---------- ФРАГМЕНТ ТЕКСТА
Сделка эта стала не единственным продолжением истории с коро­вой, так как Минк Сноупс,
единственный из клана не обладавший умением заработать денег, но при этом, возможно, самый
упорный и ожесточенный из всех Сноупсов, не мог простить Хьюстону завладения скотиной. В
один прекрасный день он взял ружье и на лесной тропе уложил Хьюстона выстрелом в грудь. Труп
Минк спрятал в сгнившей изнутри колоде и поначалу думал, что ему нечего опасаться, поскольку
Хьюстон был совершенно одинок — его молодая жена тра­гически и нелепо погибла. Но оставалась
еще собака, которая стала ночи напролет душераздирающе выть у места, где было спрятано тело
хозяина. А к тому же жена Минка, сразу догадавшись о случившемся, ушла в поселок и там уверяла
всех, что Минк ни в чем не виновен, чем, разумеется, возбудила подозрения шерифа.
--------------------
---------- ВЫБОРКА ДАННЫХ
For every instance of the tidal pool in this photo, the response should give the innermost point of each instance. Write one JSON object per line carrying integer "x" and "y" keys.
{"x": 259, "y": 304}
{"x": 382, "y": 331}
--------------------
НАБОР ЗАДАНИЙ:
1. Где, согласно фрагменту, Минк спрятал труп Хьюстона?
2. Пожалуйста, определите, согласуется ли с фрагментом каждое утверждение, и подтвердите ответ дословной цитатой: (a) Минк застрелил Хьюстона на лесной тропе; (b) Минк лучше всех в клане умел зарабатывать деньги; (c) жена Минка рассказывала в поселке, что Минк виновен.
Данные для выполнения заданий не понадобятся.

ОТВЕТЫ К ЗАДАНИЯМ:
1. В сгнившей изнутри колоде.

2.
(a) Да: «на лесной тропе уложил Хьюстона выстрелом в грудь».
(b) Нет: «единственный из клана не обладавший умением заработать денег».
(c) Нет: «уверяла всех, что Минк ни в чем не виновен».